## Given task
Gather every line in the records below that includes the string "trench", matching case exactly, and copy each of those lines in full.

::::

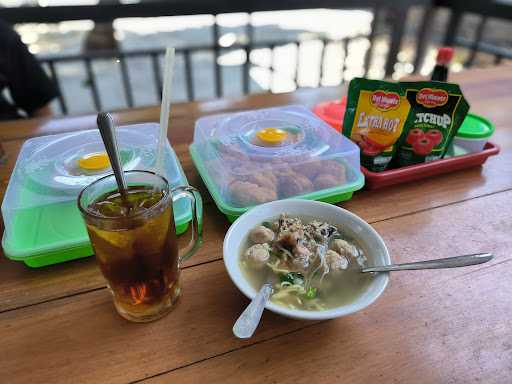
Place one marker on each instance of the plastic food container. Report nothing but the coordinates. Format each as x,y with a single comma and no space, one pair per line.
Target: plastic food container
474,132
42,222
332,112
253,157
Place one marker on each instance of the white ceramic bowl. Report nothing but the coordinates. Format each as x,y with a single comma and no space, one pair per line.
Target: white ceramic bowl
369,240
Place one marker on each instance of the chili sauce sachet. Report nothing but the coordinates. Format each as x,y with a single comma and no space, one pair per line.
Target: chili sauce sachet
376,114
437,111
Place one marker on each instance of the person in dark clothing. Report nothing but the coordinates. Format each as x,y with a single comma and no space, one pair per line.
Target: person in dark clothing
30,88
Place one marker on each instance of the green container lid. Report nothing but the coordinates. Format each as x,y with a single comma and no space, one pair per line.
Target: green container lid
43,225
475,127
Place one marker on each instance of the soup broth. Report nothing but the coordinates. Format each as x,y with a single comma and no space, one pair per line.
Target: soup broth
312,265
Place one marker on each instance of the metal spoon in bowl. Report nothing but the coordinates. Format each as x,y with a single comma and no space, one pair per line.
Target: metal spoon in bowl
248,321
449,262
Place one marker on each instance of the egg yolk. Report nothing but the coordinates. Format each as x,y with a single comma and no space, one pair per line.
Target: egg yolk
272,136
94,161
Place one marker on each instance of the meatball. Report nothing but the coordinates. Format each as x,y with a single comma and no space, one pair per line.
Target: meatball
326,180
289,239
264,180
293,184
245,193
344,248
310,170
261,234
301,257
335,261
258,255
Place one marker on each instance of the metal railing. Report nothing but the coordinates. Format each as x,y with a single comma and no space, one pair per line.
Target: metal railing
395,12
121,57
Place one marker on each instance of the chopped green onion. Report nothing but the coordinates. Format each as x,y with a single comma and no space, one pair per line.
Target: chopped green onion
292,278
311,293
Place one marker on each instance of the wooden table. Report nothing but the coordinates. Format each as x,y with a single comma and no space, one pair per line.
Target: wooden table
58,324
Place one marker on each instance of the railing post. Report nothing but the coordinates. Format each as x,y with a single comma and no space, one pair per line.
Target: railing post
91,79
246,79
373,31
423,37
217,69
55,78
188,75
397,31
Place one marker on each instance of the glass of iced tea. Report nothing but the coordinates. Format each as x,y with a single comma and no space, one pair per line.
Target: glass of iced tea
134,239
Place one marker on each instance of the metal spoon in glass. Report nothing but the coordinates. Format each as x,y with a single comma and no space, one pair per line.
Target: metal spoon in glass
108,135
249,319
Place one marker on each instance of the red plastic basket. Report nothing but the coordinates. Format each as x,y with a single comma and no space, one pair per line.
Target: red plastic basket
376,180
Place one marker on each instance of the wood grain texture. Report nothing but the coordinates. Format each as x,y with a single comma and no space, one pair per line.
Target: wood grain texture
452,326
20,286
83,337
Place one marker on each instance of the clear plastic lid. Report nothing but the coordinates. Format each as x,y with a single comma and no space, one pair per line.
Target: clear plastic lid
39,207
269,154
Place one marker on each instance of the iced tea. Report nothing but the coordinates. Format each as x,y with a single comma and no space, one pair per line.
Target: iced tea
134,239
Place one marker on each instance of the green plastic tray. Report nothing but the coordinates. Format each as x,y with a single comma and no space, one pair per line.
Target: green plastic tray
331,195
51,233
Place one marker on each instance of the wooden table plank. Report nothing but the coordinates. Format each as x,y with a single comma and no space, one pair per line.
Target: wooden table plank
20,286
61,339
450,342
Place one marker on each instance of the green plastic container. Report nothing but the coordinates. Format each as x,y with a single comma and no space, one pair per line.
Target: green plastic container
43,225
312,161
474,132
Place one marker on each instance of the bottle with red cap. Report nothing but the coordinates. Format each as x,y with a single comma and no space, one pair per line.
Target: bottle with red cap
444,57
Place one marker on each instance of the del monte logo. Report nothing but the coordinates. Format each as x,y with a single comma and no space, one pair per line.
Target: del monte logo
385,101
431,98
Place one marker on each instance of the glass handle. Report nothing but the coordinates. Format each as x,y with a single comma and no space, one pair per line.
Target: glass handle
197,218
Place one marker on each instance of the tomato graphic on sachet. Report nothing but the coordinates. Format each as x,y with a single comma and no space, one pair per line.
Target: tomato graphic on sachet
375,118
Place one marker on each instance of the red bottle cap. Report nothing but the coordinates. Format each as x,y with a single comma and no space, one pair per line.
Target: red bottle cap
444,55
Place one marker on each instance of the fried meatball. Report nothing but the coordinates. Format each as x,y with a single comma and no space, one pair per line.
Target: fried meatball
258,255
310,170
245,193
293,184
264,179
261,234
335,169
325,181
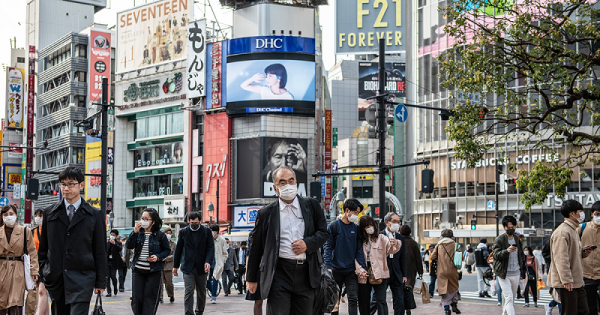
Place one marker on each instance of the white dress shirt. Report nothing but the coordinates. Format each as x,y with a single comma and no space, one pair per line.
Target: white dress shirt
291,228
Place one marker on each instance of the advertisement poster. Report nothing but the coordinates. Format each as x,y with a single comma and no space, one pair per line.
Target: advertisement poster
14,97
289,152
99,64
271,79
368,83
152,34
196,59
360,24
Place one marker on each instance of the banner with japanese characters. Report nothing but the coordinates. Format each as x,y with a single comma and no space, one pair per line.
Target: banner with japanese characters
196,59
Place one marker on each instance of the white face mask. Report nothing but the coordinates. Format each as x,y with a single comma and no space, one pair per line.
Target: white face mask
145,224
288,192
581,217
10,220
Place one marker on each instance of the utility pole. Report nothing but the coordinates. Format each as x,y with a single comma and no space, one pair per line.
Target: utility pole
382,128
104,131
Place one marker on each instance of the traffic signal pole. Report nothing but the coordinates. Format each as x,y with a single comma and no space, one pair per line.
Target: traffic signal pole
381,117
103,171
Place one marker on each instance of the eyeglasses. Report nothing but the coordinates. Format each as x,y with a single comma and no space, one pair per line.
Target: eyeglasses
283,183
70,185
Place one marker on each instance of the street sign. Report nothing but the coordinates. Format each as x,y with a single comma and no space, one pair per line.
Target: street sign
401,113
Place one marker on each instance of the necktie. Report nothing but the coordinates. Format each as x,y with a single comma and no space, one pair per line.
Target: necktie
70,212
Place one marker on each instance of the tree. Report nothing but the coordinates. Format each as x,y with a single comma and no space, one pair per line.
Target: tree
536,64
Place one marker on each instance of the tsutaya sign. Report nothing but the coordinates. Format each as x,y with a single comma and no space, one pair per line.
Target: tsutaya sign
520,159
586,199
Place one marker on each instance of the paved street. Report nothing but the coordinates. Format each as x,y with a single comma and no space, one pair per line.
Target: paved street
236,304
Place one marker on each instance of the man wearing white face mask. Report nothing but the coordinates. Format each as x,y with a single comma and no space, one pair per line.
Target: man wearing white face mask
589,232
342,248
566,268
285,247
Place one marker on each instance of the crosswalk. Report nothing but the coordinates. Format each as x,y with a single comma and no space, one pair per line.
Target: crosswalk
544,298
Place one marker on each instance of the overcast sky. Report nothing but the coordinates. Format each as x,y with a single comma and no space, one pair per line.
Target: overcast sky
12,24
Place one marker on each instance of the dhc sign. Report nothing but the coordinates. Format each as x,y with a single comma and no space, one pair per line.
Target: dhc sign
260,44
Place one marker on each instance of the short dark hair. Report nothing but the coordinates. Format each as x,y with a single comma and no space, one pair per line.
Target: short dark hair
278,70
351,204
570,206
405,230
194,215
155,218
363,223
509,219
596,206
71,172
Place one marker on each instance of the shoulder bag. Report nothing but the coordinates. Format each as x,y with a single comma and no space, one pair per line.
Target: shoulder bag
459,272
29,283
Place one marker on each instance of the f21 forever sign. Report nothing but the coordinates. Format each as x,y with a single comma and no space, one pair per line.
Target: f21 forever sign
361,23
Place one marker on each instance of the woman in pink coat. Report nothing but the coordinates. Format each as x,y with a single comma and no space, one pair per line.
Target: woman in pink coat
376,248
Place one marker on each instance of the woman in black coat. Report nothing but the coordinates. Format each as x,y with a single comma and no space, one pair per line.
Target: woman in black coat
151,248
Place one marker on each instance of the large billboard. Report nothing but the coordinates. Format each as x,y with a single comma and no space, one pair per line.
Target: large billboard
99,64
152,34
368,83
196,59
380,19
261,157
14,98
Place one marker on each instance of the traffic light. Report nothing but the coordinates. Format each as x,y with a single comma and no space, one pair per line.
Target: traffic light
427,181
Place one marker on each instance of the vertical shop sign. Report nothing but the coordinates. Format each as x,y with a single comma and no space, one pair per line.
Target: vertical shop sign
99,64
328,156
216,74
196,59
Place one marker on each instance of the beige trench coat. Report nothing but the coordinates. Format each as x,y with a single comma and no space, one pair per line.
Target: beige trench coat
12,274
447,278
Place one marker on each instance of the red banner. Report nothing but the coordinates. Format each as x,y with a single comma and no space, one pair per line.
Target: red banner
216,74
328,136
99,64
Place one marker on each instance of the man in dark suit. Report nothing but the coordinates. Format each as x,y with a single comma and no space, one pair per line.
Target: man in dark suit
241,253
286,238
72,252
195,252
396,263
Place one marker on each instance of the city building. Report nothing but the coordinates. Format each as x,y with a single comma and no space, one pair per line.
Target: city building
460,192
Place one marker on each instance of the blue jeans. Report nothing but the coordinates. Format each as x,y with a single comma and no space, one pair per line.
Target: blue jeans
432,285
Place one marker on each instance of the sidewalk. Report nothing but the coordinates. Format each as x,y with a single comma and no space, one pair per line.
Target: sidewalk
236,304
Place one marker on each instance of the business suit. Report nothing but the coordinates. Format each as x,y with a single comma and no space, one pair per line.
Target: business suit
231,265
73,256
398,270
284,295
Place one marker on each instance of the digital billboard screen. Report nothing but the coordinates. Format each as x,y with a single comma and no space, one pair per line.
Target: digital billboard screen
271,85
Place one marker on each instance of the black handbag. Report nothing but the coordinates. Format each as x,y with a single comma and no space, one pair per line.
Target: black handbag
409,299
98,307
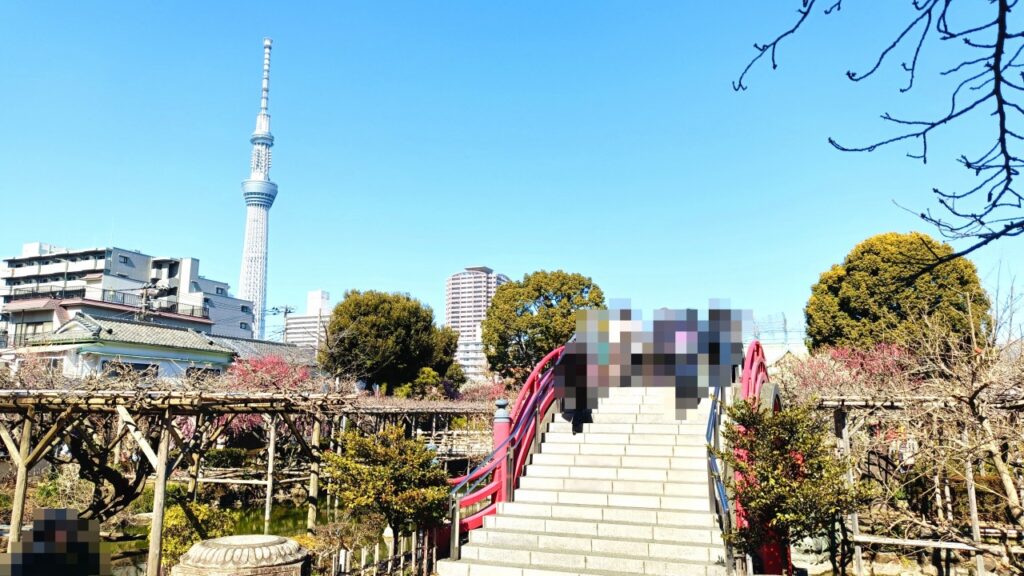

::::

## Task answer
Place one marker on each instance of the beige trench coat. Report nothing but the coordinates. Format each as x,y with a single comma and no space, one pair per line.
Target: beige trench coat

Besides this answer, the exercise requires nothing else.